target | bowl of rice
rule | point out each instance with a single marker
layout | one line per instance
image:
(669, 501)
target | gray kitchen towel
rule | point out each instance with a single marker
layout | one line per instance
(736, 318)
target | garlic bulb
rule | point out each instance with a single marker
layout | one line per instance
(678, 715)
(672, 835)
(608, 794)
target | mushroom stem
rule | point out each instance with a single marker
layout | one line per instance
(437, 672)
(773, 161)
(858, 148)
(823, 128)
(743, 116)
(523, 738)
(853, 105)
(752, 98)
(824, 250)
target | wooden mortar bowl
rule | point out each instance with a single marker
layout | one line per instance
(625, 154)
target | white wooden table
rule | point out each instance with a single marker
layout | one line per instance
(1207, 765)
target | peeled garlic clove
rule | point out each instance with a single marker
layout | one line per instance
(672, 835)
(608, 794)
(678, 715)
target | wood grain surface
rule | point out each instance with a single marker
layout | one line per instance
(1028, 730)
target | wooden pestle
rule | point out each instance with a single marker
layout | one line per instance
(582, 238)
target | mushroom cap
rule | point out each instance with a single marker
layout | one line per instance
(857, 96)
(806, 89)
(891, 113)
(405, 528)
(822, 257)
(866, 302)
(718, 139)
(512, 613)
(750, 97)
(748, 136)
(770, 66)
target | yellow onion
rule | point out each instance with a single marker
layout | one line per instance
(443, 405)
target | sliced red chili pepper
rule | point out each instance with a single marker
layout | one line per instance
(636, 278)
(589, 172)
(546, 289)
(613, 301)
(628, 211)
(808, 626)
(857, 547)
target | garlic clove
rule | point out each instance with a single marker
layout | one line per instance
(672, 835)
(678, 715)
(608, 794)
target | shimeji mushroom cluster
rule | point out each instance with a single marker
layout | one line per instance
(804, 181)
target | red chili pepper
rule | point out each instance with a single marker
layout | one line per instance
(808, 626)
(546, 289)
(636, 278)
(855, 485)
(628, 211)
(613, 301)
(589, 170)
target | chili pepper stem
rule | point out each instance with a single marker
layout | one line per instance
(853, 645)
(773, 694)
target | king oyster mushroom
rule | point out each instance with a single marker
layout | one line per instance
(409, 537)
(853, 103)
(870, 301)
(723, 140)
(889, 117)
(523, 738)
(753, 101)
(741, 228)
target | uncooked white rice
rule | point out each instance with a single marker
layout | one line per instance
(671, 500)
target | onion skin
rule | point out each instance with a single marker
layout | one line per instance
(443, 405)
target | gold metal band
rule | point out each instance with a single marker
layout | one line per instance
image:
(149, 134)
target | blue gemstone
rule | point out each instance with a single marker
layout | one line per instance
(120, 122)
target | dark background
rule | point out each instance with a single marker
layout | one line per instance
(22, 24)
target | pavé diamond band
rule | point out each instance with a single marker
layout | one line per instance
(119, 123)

☆ ☆ ☆ ☆

> **What is required**
Rewrite all the records above with "single marker" changed to "single point" wherever it occurs, leaving every other line unchanged.

> **Exercise response**
target | bowl of rice
rule | point out each instance with a single point
layout | one line per instance
image:
(669, 501)
target | gray kitchen towel
rule | point out each instance with a single point
layout | one line per instance
(736, 318)
target | garlic bulb
rule | point out each instance with a single point
layout | one line per instance
(678, 715)
(672, 835)
(608, 794)
target | mushroom stem
rule | point out each instance with a single point
layout | one line per instance
(437, 672)
(773, 161)
(858, 148)
(823, 128)
(743, 116)
(523, 738)
(853, 105)
(752, 98)
(824, 250)
target | wooden mortar bowl
rule | point out each instance with a single point
layout | one line per instance
(625, 154)
target | white wooden table
rule | point out each instance with a single point
layout | one line per instance
(1207, 765)
target | peeled garlic clove
rule | point out each instance with a single point
layout | one line per instance
(672, 835)
(608, 794)
(678, 715)
target | wood grain surface
rule | point out each instance with a single point
layout | one line per instance
(1028, 730)
target | wooden pestle
rule | point out each instance with a single point
layout | one line per instance
(582, 238)
target | mushroom cap
rule | point out each instance with a single point
layout | one line per instance
(857, 96)
(806, 89)
(891, 113)
(405, 528)
(822, 257)
(866, 302)
(718, 139)
(512, 613)
(750, 97)
(748, 136)
(770, 66)
target | yellow onion
rule | point out each instance with a single point
layout | one line per instance
(443, 405)
target | sliced red chili pepper
rule | point out each instance with a single point
layout | one line per instance
(636, 278)
(589, 172)
(546, 289)
(613, 301)
(628, 211)
(808, 626)
(857, 547)
target | garlic clove
rule | point out each instance with a single point
layout | one line per instance
(672, 835)
(678, 715)
(608, 794)
target | shimeji mushroom cluster
rule | point out each instance with a single point
layout | one line per instance
(804, 181)
target | red chili pepper
rule | point out each instance with a single point
layout | one line per instance
(808, 626)
(546, 289)
(636, 278)
(855, 485)
(628, 211)
(613, 301)
(589, 170)
target | chili pepper stem
rule | point out each instance with a single point
layout | one line per instance
(853, 645)
(773, 694)
target | king oyster mushroom
rule | point out each instance with a single point
layout | one line per instance
(409, 537)
(853, 103)
(870, 301)
(723, 140)
(889, 117)
(523, 738)
(753, 101)
(741, 228)
target | uncooked white rice
rule | point out each instance with a single point
layout | one line per instance
(671, 500)
target | onion skin
rule | point out each instance with a single point
layout | one line per instance
(443, 405)
target | gold metal band
rule | point out each instance with a single point
layout | one line per instance
image:
(149, 134)
target | blue gemstone
rule | point out each instance with a single point
layout | one line per instance
(120, 122)
target | dark background
rule | point out each instance with a single point
layout | one line per instance
(22, 24)
target | pavé diamond band
rule | point out each instance with a single point
layout | one line per instance
(119, 123)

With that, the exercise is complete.